Reading passage |
============
Built In Obsolescence In Consumer Goods
Date: 11/4/2005	Recently in our household we have had a rash of devices have their interfaces, mostly buttons, fail on us. Firstly one of our Doro cordless landline phones stopped responding to some of the numbers making it useless to call anyone. When we bought it 2 odd years ago I was expecting good things from it, partly because it wasn't the cheapest off the rack and partly because it seemed european and maybe better quality. So far we're pretty disappointed with it, firstly the answering machine doesn't have a mode whereby you can screen calls and secondly you can't force it to not ring. A useful feature if your trying to sleep and you want the answering machine to take the call without it ringing. And now the other handset is showing signs of dying. Don't get a Doro phone if your in the market, they suck. Their only saving grace is that being digital the sound quality is very good. Then there is the pair of Nokia 3105 phones we got from Orange when we moved to a cheaper plan. And after just bit less than a year one of the handsets is not responding to some numbers and hanging every now and then. It hasn't been abused at all, but it's had fairly regular use. Pretty disappointing that it didn't even last a year. A black mark for Nokia. Now the remote for the VHS recorder is failing as well, the play button is non-functional and the device spits tapes out that it doesn't like, which is highly annoying. The player is now at least 5 years old, so it has lasted a little longer than the others I've mentioned. It seems I'm in the market for a new cordless phone and I'm a bit hesitant to buy any old device off the shelf. I want something that will last, not some flimsy throwaway appliance. But how do I know something will be still working in 5, or even 10 years? Is it unfair to expect a phone to still work after that long? I would have kept our cordless phones in operation for many years yet if they hadn't up and died on us. So I really only got half or less value out of the A$300 we spent on them. It's no surprise that most companies warrent their product for only a year. It seems consumer goods manufactures are taking us for a ride. Anyone had some good experiences with a cordless phone?
(5) Comments \| Add Comment

Optimizing Memory Usage

Date: 7/4/2005

It occured to me the other day that Scribe has definately lost some of that "lightweight" character that it used to have. In fact it was down right scary when I looked at the memory usage the other day after Scribe had been running for a few hours and it was 110mb. What the? Huh?
============
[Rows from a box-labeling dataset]

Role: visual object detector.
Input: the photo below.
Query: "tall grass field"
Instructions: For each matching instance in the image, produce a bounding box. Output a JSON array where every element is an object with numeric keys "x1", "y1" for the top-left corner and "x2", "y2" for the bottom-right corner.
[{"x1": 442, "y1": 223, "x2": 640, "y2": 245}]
============
Objective | Write the next part of the blog posts, picking up right after their final sentence in the entry about Scribe's memory usage.

Response to the task |
After I calmed down I decided to get to the bottom of it. For starters I did a leak test, and fixed every damn leak. But still the memory usage would rocket up to around 100mb. But it'd do that after the first receive. Alright what gets loaded during a mail receive? The bayesian spam word tables... bugger. Well they are only a few MB on disk, why are they adding 60mb to my memory image?

Good question.

So firstly I looked at the hash table sizes, and lo and behold they were much larger than needed because some of the word counts were way out which put off the preallocation of hash table space. Fixed that. But still quite a lot of memory was unaccounted for.

One thing that bothered me about the hash table implementation I'm using is that it does an allocation for each value stored to hold the key name (a string). On a small table it's no big deal but on a hash table of half a million entries it really hurts, both in allocation / free time overhead, and the extra memory being used to track all those blocks. As a side effect of the extra time spent freeing 500k blocks of memory you risk slowing the program to a halt for minutes on end if that memory has been swapped out to disk. I'm assumed the memory manager wants to "touch" each peice of memory it free's, which means swapping all those 500k bits of memory into physical ram just to free it. Nasty nasty nasty.

So I've given the hash table the option of using a string pool. Which works by doing one big allocation and putting lots of strings end to end inside it. This has 2 very important features, firstly it's very fast to allocate and free, secondly it doesn't require swapping vast amounts of memory into physical ram to free.

The downside of course is that if you delete a key in the hash table it leaves a hole in the string pool's memory, which is wasted space. But for a large static hash table it's perfect.

Now, in doing all this work I decide to keep track of the numbers involved to find the optimal values for hash table size, and the effect it has on the overall memory usage. Check it out:

Table Size	Allocs (MB)	Load Time (s)	VM Size (KB)
Before:
x2	16.08	35	79672
x2.5	18.60	10	82252
x3	21.13	13	84844
x4	26.19	4	90024
After adding string pooling:
x2	16.08	20	38124
x2.5	18.60	5	40720
x3	21.13	7	43304
x4	26.19	1.3	48484

The hash table is preallocated to a multiple of the number of words it has to store, thats the first column. After the string pooling optimization the memory image is drastically smaller due to the overhead of maintain 500k blocks being gone.

I've settled on a multiplier of 2.5 because it seems to have the best memory/speed trade off. For reference Scribe is using about 20000kb without the word lists loaded, in debug mode. So it's getting close to just the data for the strings and hash table's, with little or no overhead.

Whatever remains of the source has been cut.